[start Selected text]

You've won Le Mans 24 twice before, what does it take to win?
Preparation. Thinking about all the scenarios that you think may come up and preparing for the scenarios that are totally unexpected. So it might be a nudge with a slower car, it might be a technical problem, it might be a driver getting cramp at the end of a stint, which certainly changes your pit stop philosophy. It's the ability to manage all that while still ensuring that you have your eye on the competition and you're doing well which is the key.
How much has the car technology changed since you first raced?
The cars have been getting quicker and doing the longer distances. The organizers of the sport have to hold back progress of the lap times a little bit. I think the next change is actually going to be the most influencial. What they've done is reduced the maximum capacity of the engines from 5.5 to 3.7 litres for our diesel. That means that we've got less horsepower but it also means that we don't want to lose the advantage so we've got to create more efficiency from what we have. I think that next step of giving you the amount of energy and you having to use that energy in the best way possible be it diesel, petrol, hybrid, electrical, I think that will create a very interesting dynamic at Le Mans.
Would you say most technological developments have been positive changes?
Definitely, because the manufacturers are not just involved in motorsport to have their name on the side of the car. They want alot more in return, The return is the technology they can get out of it and the relevant technology so then they have that in the roadcars. That's one of the reasons that Audi has been involved for so long because they developed TFSI drive injection in Le Mans and then it arrived on a roadcar within a year. It's the same with the TDI diesel technology, If you can develop something on a very fast test bed and then you can actually sell it to the masses and have it in the roadcars, then it''s excellent marketing on its own.

[end Selected text]

**Short task A**.
Name every type of energy the Le Mans interview lists as possible ways to power the cars.
**Short task B**.
Write the next part of the Le Mans interview, starting after its final sentence.
The records have no connection to the Le Mans interview.

[start Excerpted records]

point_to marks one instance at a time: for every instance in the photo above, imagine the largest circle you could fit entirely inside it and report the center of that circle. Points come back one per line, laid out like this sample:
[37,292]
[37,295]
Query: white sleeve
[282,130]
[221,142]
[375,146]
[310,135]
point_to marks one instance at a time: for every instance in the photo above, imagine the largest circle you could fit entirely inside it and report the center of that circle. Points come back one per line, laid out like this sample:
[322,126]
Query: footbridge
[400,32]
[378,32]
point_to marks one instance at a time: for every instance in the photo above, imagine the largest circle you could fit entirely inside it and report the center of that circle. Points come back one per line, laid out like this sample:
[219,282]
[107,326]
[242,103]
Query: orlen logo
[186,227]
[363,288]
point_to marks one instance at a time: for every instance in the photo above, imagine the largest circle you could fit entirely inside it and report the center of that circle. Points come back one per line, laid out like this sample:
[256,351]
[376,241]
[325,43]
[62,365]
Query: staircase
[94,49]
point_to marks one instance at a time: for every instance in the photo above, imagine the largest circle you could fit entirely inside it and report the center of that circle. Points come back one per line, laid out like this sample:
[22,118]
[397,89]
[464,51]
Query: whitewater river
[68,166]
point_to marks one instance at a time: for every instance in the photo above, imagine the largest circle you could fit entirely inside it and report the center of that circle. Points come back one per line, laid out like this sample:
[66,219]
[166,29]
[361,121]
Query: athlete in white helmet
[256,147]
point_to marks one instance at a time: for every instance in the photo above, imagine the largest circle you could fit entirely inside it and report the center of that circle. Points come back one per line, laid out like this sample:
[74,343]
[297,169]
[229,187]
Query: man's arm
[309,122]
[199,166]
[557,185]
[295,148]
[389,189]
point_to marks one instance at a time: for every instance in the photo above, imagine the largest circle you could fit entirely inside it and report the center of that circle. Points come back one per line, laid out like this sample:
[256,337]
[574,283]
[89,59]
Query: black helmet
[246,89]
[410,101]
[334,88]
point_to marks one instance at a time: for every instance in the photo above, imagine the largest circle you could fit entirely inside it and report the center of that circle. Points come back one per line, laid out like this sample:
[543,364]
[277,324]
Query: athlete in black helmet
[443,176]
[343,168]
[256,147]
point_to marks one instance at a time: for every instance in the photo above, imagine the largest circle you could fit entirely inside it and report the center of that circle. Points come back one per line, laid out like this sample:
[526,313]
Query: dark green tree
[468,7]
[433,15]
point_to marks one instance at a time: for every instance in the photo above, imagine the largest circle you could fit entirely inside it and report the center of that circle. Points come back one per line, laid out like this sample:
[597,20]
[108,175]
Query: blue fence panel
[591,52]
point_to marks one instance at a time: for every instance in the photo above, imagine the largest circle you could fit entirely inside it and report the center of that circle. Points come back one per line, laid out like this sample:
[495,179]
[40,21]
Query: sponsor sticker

[end Excerpted records]

**Exercise result A**.
Diesel, petrol, hybrid, electrical

**Exercise result B**.
Off the race track, what do you normally drive?
I've got an Audi RS5 and a Audi Q5 3 litre TDI which covers both ends of the spectrum. The RS5 is the driver aspect of me, so very much when you want something that gets up and goes right at the limits. The Q5 is ideal when I need to have the kids in the back.
Is there any really impressive tech inside the cars?
There's a lot of technology now that's not necessarily just for performance but it's also for safety. For example, there's lane assist which I think is something some of the racing drivers should have, Lane assist gives you the guidance when you start to stray on the white line, it knows where the white lines are. That lane assist is a great thing.
Alternatively there is also another very clever system where you've got a light on your wing mirror and when someone gets into the general line spot of your mirror coming up to overtake you, the light flashes and alerts you to the mirror..Little things like that is using technology for the benefit and not just using technology for technology sake.I think that designers generally have a tendency to stack things that we will never use in our entire lives but they have to be on there.
What would be a good example of this then?
Some of the central control systems are so hard to use. They are so illogical to use all the benefits inside them. On the screen, it probably makes sense to the guy who is designing them, but when you the end user are trying to use it, it's actually a waste of time.
Are you a satnav fan? Have you ever had any satnav disasters?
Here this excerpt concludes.